Document extract>
■ ■ ■ ■ ■ ■ ■
2017 Full Year and Fourth Quarter Financial Highlights

  • Reported full year revenues of $15.1 million and gross profit of $2.9 million, resulting in a 19.2% gross profit margin for 2017;
  • Posted a net loss for the full year of $1.6 million as compared to a net loss of $2.5 million for 2016 – a 36% improvement year-over-year;
  • Increased revenue by 28% to $6.5 million in the fourth quarter of 2017 as compared to $5.1 million in the third quarter 2017. Driving the increase was higher transportation revenue, which is substantially passed through to cost of goods sold, and higher plant gate pricing;  
  • Gross profit for the fourth quarter 2017 was $1.2 million, which was similar to the third quarter. Impacting cost of goods sold in the fourth quarter was revaluation of certain work-in-progress inventories, an accrual adjustment, and higher repair and maintenance expense;
  • Reported net income of $1.3 million for the fourth quarter of 2017, or $0.01 per basic and diluted common share, versus third quarter net income of $0.4 million;
  • Generated adjusted EBITDA(1) of $0.2 million compared to $0.4 million for the third quarter 2017; and
  • As of December 31, 2017, cash and cash equivalents were $2.0 million, inventory on hand was $2.0 million, accounts receivable was $3.4 million, and working capital was $5.3 million. Subsequent to the fourth quarter, Select Sands established a $5 million line of credit with a bank for working capital purposes. This replaces the Company’s previously disclosed $2 million line of credit. The current line of credit presently charges 5.50% per annum in floating rate interest on any draws made, must be repaid in full by February 20, 2019, and is secured against the Company’s accounts receivable. Select Sands currently has $200,000 drawn on the line of credit.  (1) Adjusted EBITDA is a non-IFRS financial measure and is described and reconciled to net loss in the table under “Non-IFRS Financial Measures”.
■ ■ ■ ■ ■ ■ ■
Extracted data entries

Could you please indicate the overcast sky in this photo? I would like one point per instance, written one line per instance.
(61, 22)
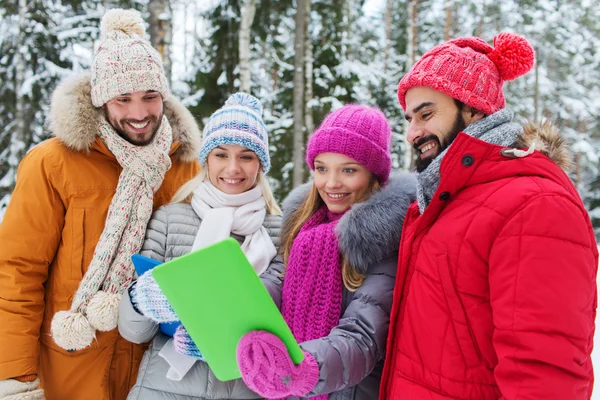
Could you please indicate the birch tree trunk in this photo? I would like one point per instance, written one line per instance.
(411, 52)
(298, 152)
(19, 139)
(309, 122)
(449, 25)
(248, 11)
(161, 32)
(388, 34)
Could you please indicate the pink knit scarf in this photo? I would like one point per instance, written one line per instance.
(312, 288)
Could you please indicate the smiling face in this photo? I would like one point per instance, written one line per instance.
(233, 169)
(136, 116)
(341, 181)
(435, 119)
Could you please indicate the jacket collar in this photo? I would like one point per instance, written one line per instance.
(488, 163)
(74, 120)
(370, 231)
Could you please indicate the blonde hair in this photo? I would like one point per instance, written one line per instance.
(350, 276)
(184, 194)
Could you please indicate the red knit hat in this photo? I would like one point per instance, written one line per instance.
(470, 70)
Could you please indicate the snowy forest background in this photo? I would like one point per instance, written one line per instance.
(302, 59)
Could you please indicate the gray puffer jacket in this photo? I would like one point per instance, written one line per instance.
(350, 358)
(170, 234)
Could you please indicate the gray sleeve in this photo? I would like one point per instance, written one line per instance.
(133, 326)
(353, 348)
(155, 242)
(272, 279)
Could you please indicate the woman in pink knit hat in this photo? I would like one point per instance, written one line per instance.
(339, 246)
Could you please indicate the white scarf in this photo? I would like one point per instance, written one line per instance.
(95, 304)
(242, 214)
(223, 214)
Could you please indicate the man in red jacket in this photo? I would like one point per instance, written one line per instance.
(496, 288)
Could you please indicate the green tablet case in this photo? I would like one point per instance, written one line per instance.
(219, 298)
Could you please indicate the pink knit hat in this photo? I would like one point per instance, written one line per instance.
(359, 132)
(470, 70)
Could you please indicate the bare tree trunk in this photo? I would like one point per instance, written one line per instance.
(448, 28)
(161, 32)
(19, 140)
(298, 153)
(309, 122)
(479, 30)
(388, 34)
(411, 52)
(248, 11)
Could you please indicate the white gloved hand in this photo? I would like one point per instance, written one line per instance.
(12, 389)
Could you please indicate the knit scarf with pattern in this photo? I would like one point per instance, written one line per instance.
(95, 303)
(312, 288)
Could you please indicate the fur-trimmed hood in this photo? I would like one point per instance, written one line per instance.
(74, 119)
(549, 142)
(370, 231)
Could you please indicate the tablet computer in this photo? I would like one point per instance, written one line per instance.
(141, 265)
(219, 298)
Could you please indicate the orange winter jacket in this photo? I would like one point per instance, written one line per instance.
(47, 239)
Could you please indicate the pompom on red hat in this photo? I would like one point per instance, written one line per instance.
(471, 71)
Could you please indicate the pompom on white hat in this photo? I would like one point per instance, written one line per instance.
(125, 62)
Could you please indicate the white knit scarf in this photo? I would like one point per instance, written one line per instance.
(223, 214)
(242, 214)
(95, 304)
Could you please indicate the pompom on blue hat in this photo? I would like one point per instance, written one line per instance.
(239, 122)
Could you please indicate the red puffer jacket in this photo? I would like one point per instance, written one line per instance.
(496, 289)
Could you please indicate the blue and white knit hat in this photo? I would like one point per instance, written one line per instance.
(240, 122)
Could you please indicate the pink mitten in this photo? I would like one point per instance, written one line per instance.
(267, 369)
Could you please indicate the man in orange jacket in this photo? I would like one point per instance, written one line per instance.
(122, 146)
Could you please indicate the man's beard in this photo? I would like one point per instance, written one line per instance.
■ ■ ■ ■ ■ ■ ■
According to the 2017 financial highlights, what was the interest rate on draws from the new line of credit? This material has no connection to the financial highlights.

5.50% per annum, at a floating rate.